## WRITTEN INSTRUCTION A
According to the Java maps thread, which Java versions offer ConcurrentSkipListMap?

Supports insertion and access ordered eviction policies (FIFO, LRU, and Second Chance).
You can use a ConcurrentSkipListMap, only available in Java SE/EE 6 or later. It is order presevering in that keys are sorted according to their natural ordering. You need to have a Comparator or make the keys Comparable objects. In order to mimik a linked hash map behavior (iteration order is the order in time in which entries were added) I implemented my key objects to always compare to be greater than a given other object unless it is equal (whatever that is for your object).
A wrapped synchronized linked hash map did not suffice because as stated in
http://www.ibm.com/developerworks/java/library/j-jtp07233.html: "The synchronized collections wrappers, synchronizedMap and synchronizedList, are sometimes called conditionally thread-safe -- all individual operations are thread-safe, but sequences of operations where the control flow depends on the results of previous operations may be subject to data races. The first snippet in Listing 1 shows the common put-if-absent idiom -- if an entry does not already exist in the Map, add it. Unfortunately, as written, it is possible for another thread to insert a value with the same key between the time the containsKey() method returns and the time the put() method is called. If you want to ensure exactly-once insertion, you need to wrap the pair of statements with a synchronized block that synchronizes on the Map m."

## DATA FOR THIS TASK
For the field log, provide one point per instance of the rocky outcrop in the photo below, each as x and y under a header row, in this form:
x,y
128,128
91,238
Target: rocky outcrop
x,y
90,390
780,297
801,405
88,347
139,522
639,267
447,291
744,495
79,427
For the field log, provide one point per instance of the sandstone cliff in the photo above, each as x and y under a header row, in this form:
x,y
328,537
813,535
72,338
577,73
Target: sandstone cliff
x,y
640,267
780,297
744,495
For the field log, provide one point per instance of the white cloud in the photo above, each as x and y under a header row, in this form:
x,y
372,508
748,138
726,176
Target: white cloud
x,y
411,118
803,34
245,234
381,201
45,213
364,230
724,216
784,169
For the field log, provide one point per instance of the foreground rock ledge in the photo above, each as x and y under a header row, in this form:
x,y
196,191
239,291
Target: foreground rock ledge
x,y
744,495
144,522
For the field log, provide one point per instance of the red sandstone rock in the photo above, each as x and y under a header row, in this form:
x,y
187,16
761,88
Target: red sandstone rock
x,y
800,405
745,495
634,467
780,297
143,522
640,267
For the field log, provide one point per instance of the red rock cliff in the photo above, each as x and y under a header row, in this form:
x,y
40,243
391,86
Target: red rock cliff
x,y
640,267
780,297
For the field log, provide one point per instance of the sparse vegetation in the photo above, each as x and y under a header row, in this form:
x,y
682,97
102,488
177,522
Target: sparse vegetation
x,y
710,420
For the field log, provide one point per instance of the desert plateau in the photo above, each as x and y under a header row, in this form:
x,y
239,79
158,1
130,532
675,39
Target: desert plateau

* * *

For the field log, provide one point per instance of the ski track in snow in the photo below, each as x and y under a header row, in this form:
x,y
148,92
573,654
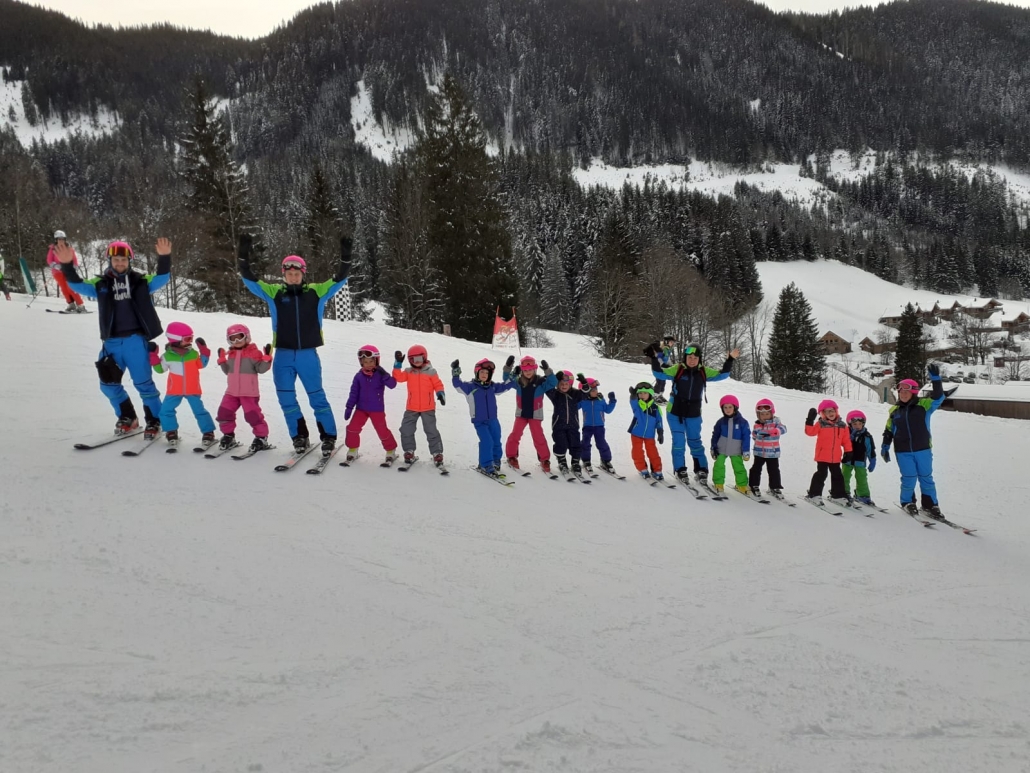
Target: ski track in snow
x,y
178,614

## WRITTEN INSTRUCTION B
In the rows, turn the stretch from the line containing "of the desert" through the line containing "Target: desert plateau" into a JSON list of strings, one string per line, with blank lines left out.

## FINAL RESULT A
Java SE/EE 6 or later.

## FINAL RESULT B
[
  "For the field log, provide one point per instance of the desert plateau in the photo above, each as x and y under a header row, in this form:",
  "x,y",
  "239,79",
  "158,1",
  "130,532",
  "675,39",
  "Target: desert plateau"
]